___ Exercise materials

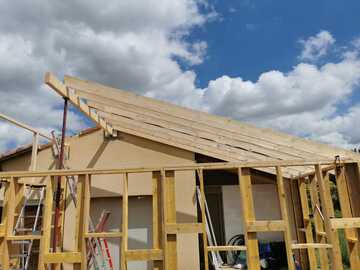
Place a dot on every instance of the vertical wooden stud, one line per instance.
(203, 218)
(318, 223)
(125, 221)
(46, 221)
(82, 218)
(307, 222)
(302, 255)
(352, 171)
(351, 235)
(285, 217)
(328, 212)
(156, 216)
(248, 210)
(170, 244)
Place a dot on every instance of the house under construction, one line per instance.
(158, 186)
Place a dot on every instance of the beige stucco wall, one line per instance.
(93, 151)
(267, 207)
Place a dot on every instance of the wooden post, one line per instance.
(82, 218)
(34, 152)
(46, 222)
(157, 216)
(307, 222)
(125, 221)
(302, 255)
(352, 172)
(351, 234)
(203, 218)
(8, 221)
(170, 244)
(328, 212)
(285, 217)
(318, 223)
(247, 202)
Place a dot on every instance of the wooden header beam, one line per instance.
(24, 126)
(203, 166)
(63, 91)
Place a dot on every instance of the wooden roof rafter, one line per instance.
(76, 100)
(191, 130)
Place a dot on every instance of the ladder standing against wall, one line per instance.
(26, 246)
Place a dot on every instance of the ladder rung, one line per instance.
(19, 255)
(23, 229)
(21, 242)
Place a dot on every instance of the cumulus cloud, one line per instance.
(134, 46)
(317, 46)
(308, 101)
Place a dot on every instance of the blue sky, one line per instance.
(292, 66)
(251, 37)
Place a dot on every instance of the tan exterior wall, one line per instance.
(93, 151)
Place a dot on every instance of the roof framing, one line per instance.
(63, 91)
(229, 140)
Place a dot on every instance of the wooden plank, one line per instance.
(226, 248)
(307, 224)
(125, 221)
(82, 218)
(113, 110)
(311, 246)
(144, 255)
(285, 217)
(62, 257)
(23, 237)
(8, 222)
(34, 152)
(103, 235)
(24, 126)
(201, 118)
(157, 217)
(248, 210)
(183, 167)
(318, 223)
(352, 173)
(328, 212)
(61, 89)
(345, 223)
(265, 225)
(170, 247)
(200, 175)
(46, 221)
(300, 255)
(176, 228)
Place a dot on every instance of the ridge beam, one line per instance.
(62, 90)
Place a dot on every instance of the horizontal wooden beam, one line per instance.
(345, 223)
(24, 126)
(62, 257)
(265, 226)
(103, 235)
(144, 255)
(174, 228)
(62, 90)
(225, 248)
(185, 167)
(310, 245)
(23, 237)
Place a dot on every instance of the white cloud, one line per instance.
(316, 46)
(130, 44)
(134, 46)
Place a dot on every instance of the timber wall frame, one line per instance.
(165, 227)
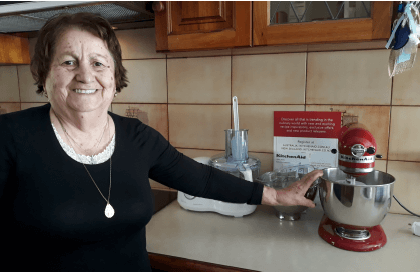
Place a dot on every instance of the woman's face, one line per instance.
(81, 77)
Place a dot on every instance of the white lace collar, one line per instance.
(95, 159)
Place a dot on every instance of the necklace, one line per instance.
(109, 210)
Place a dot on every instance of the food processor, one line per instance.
(245, 167)
(355, 197)
(235, 161)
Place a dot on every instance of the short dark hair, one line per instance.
(56, 26)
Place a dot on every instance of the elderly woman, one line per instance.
(74, 178)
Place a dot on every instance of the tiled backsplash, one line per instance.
(187, 97)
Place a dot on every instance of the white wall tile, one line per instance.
(147, 82)
(9, 87)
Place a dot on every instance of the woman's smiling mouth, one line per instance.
(84, 91)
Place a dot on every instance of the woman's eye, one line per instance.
(69, 62)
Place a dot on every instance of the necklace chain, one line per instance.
(68, 135)
(110, 166)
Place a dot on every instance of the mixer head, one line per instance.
(357, 150)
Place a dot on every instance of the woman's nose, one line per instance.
(84, 73)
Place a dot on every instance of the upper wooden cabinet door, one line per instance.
(195, 25)
(377, 27)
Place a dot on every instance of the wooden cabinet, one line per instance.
(14, 50)
(350, 30)
(195, 25)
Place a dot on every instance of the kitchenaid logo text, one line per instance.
(290, 157)
(364, 159)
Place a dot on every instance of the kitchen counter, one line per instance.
(260, 241)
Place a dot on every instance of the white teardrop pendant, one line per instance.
(109, 211)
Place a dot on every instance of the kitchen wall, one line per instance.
(187, 97)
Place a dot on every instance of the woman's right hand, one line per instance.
(292, 195)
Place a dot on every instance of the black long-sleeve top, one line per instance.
(52, 215)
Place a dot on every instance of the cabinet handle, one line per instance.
(158, 6)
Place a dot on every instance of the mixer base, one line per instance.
(328, 231)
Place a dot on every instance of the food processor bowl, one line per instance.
(363, 202)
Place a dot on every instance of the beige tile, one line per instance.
(9, 87)
(375, 118)
(199, 126)
(147, 82)
(199, 80)
(194, 153)
(138, 43)
(406, 186)
(269, 49)
(27, 87)
(404, 135)
(269, 79)
(259, 120)
(347, 46)
(25, 106)
(153, 115)
(9, 107)
(405, 90)
(349, 77)
(203, 53)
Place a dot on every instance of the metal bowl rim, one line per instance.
(358, 185)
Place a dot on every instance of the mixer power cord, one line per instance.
(405, 207)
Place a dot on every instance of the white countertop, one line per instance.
(260, 241)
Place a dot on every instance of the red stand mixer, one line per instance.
(354, 196)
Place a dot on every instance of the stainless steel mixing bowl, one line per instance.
(363, 203)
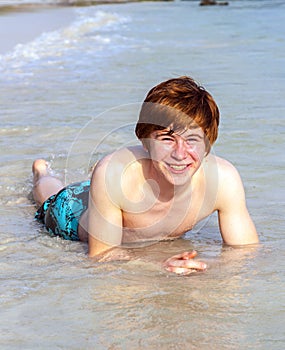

______

▶ _Task item_
When you transcribe these entries, keep every word exact and drop the pictures.

▶ _Response box_
Place a dot on every instance of the vertical wooden stud, one line per instance.
(203, 218)
(318, 223)
(125, 221)
(46, 221)
(82, 218)
(307, 222)
(302, 255)
(352, 171)
(351, 235)
(285, 217)
(328, 212)
(156, 216)
(248, 210)
(170, 244)
Place a dot on every instance of the house under construction, one line per instance.
(158, 186)
Place a dot on every instance of the beige stucco wall, one line per instance.
(93, 151)
(267, 207)
Place a dot on every instance of the wooden post, one line per instance.
(82, 218)
(34, 152)
(46, 222)
(157, 216)
(307, 222)
(125, 221)
(302, 255)
(352, 172)
(351, 234)
(203, 218)
(8, 221)
(170, 244)
(328, 212)
(285, 217)
(318, 223)
(247, 202)
Place a dot on every instance of the wooden header beam, one line per instance.
(24, 126)
(203, 166)
(63, 91)
Place a dot on every instance of the wooden roof rafter, one line per instance.
(76, 100)
(191, 130)
Place a dot on every instance of the ladder standing against wall, one line per instance.
(26, 246)
Place a dot on every instance of the ladder rung, one line per instance.
(19, 255)
(23, 229)
(21, 242)
Place a dot on every instance of the cumulus cloud, one line per instance.
(134, 46)
(317, 46)
(308, 101)
Place a dot on every instance of the blue sky, one line per instance.
(292, 66)
(251, 37)
Place a dot on every instance of the tan exterior wall, one line per instance.
(93, 151)
Place a dot on every instance of the roof framing, one line per instance.
(63, 91)
(229, 140)
Place a dot on every instance of the wooden plank, one line per instance.
(226, 248)
(307, 224)
(125, 221)
(82, 218)
(113, 110)
(311, 246)
(144, 255)
(285, 217)
(62, 257)
(23, 237)
(8, 222)
(34, 152)
(103, 235)
(24, 126)
(201, 118)
(157, 217)
(248, 210)
(183, 167)
(318, 223)
(352, 173)
(328, 212)
(61, 89)
(345, 223)
(265, 225)
(170, 247)
(200, 175)
(46, 221)
(300, 255)
(176, 228)
Place a dot on every instance of the ridge beam, one line per instance.
(62, 90)
Place a dot on every instance of the horizontal wooden beam, one line per instance.
(345, 223)
(24, 126)
(62, 257)
(265, 226)
(103, 235)
(144, 255)
(174, 228)
(62, 90)
(225, 248)
(185, 167)
(310, 245)
(23, 237)
Place a dot on every instance of the white cloud, one line per instance.
(316, 46)
(130, 44)
(134, 46)
Place a dot on every instance of the timber wall frame, one line per instance.
(165, 227)
Place a dot on every instance of the woman's face, one line per instance.
(81, 77)
Place a dot on every instance of the white lace collar, one line per instance.
(95, 159)
Place a dot on every instance of the necklace, one line per instance.
(109, 210)
Place a dot on every instance of the food processor, one line per instance.
(245, 167)
(355, 197)
(235, 161)
Place a dot on every instance of the short dark hair, one line per instance.
(56, 26)
Place a dot on every instance of the elderly woman, one line per instance.
(74, 178)
Place a dot on every instance of the tiled backsplash, one line per instance.
(187, 97)
Place a dot on every instance of the white wall tile, one line per instance.
(147, 82)
(9, 87)
Place a dot on every instance of the woman's smiling mouth, one line per instance.
(84, 91)
Place a dot on every instance of the woman's eye, one line per instance.
(69, 62)
Place a dot on every instance of the necklace chain, one line per instance.
(68, 135)
(110, 166)
Place a dot on every instance of the mixer head, one line per instance.
(357, 150)
Place a dot on every instance of the woman's nose, one line per instance.
(84, 73)
Place a dot on every instance of the upper wooden cabinet door, one line per instance.
(195, 25)
(377, 27)
Place a dot on every instance of the wooden cabinet, one line per instance.
(14, 50)
(350, 30)
(195, 25)
Place a dot on every instance of the kitchenaid logo text, one line per instance.
(290, 157)
(364, 159)
Place a dot on every instance of the kitchen counter, one line per instance.
(260, 241)
Place a dot on every instance of the white teardrop pendant, one line per instance.
(109, 211)
Place a dot on every instance of the kitchen wall, one line per instance.
(187, 97)
Place a dot on every instance of the woman's right hand, one line per instance.
(292, 195)
Place a dot on every instance of the black long-sleeve top, one line per instance.
(52, 215)
Place a dot on every instance of the cabinet handle, one line per instance.
(158, 6)
Place a dot on every instance of the mixer base, one line per instance.
(328, 231)
Place a dot on every instance of the food processor bowl, one line per instance.
(363, 202)
Place a dot on every instance of the beige tile, one line per instance.
(9, 87)
(375, 118)
(199, 126)
(147, 82)
(199, 80)
(194, 153)
(138, 43)
(406, 186)
(269, 49)
(27, 87)
(404, 135)
(269, 79)
(259, 120)
(347, 46)
(25, 106)
(153, 115)
(9, 107)
(405, 90)
(349, 77)
(203, 53)
Place a dot on every instance of the metal bowl rim, one line per instance.
(358, 185)
Place a dot on every instance of the mixer power cord, one line per instance.
(405, 207)
Place a dot on every instance of the white countertop, one line per instance.
(260, 241)
Place a dot on every instance of the red stand mixer, one line per instance.
(354, 196)
Place a dot on every instance of the stainless steel mixing bowl, one line per instance.
(363, 203)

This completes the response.